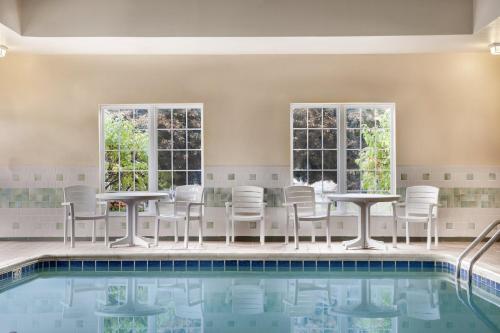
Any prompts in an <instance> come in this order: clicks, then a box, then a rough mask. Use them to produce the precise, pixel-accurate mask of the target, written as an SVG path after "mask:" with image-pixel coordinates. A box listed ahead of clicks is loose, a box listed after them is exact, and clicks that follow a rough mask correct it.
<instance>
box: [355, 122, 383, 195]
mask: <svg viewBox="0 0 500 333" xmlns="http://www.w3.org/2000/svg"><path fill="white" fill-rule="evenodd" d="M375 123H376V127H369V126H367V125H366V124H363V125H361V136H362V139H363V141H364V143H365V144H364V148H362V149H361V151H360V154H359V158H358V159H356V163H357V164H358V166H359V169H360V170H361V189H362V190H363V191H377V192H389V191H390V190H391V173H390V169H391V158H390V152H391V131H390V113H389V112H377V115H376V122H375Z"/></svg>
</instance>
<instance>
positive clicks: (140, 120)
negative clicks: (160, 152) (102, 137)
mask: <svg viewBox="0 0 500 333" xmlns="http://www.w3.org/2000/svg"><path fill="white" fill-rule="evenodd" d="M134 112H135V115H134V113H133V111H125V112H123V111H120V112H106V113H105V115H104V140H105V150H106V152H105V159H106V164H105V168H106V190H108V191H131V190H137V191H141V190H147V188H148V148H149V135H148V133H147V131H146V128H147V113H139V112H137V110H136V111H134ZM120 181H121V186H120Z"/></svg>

* * *

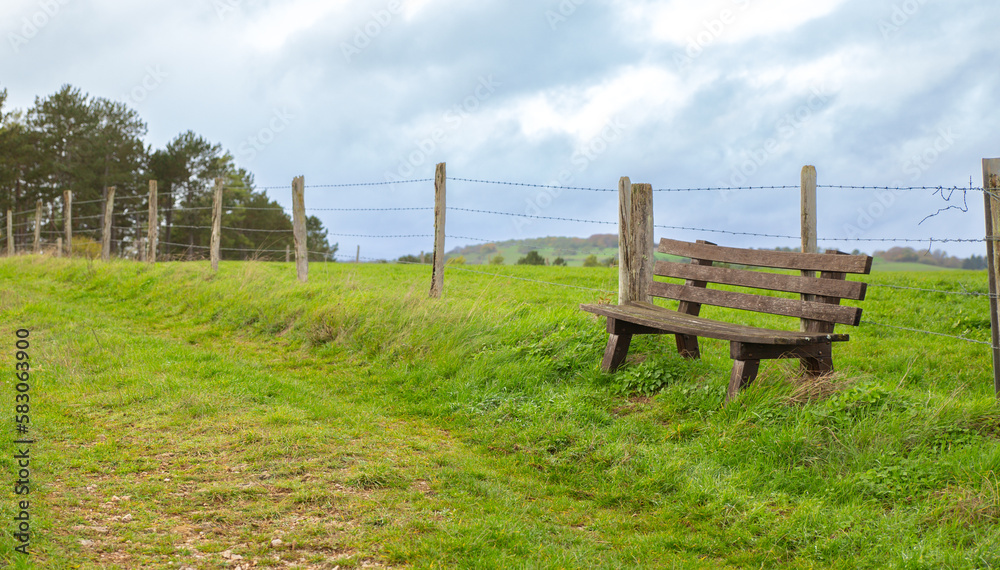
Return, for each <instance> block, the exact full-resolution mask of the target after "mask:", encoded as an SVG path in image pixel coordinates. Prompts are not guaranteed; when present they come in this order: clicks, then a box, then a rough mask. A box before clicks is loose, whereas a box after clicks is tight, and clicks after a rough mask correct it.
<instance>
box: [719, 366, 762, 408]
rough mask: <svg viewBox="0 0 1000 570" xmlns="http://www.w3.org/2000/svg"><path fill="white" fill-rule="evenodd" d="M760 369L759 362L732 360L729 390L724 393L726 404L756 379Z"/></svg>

--

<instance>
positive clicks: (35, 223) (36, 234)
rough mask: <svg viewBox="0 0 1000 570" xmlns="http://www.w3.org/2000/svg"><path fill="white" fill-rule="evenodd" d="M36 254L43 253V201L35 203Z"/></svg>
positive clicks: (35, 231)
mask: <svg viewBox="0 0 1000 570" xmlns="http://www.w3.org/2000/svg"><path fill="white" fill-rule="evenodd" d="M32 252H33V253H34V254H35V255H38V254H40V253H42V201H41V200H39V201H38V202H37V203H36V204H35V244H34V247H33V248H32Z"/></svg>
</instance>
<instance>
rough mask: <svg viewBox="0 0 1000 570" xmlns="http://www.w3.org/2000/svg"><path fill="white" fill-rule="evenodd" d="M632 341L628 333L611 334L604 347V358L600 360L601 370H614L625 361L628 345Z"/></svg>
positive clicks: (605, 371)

**Exercise**
Go through the listing above and write out exactly the lines starting with the one holding "Return, for each" and running through the one holding "369L759 362L732 360L729", ends included, and no others.

**Reply to the exercise**
Return, for each <instance> block, the exact full-resolution mask of the target after "mask:", encoded as an SVG path in image pixel coordinates. Prompts are not guaranteed; when present they come in this order: clicks, then a box, then a rough mask. A box before clicks is loose, whereas a box after clicks is tight, and clicks after a rough mask correct it.
<instance>
box: [719, 366, 762, 408]
rough mask: <svg viewBox="0 0 1000 570" xmlns="http://www.w3.org/2000/svg"><path fill="white" fill-rule="evenodd" d="M760 369L759 362L732 360L729 390L724 393L726 404L756 379Z"/></svg>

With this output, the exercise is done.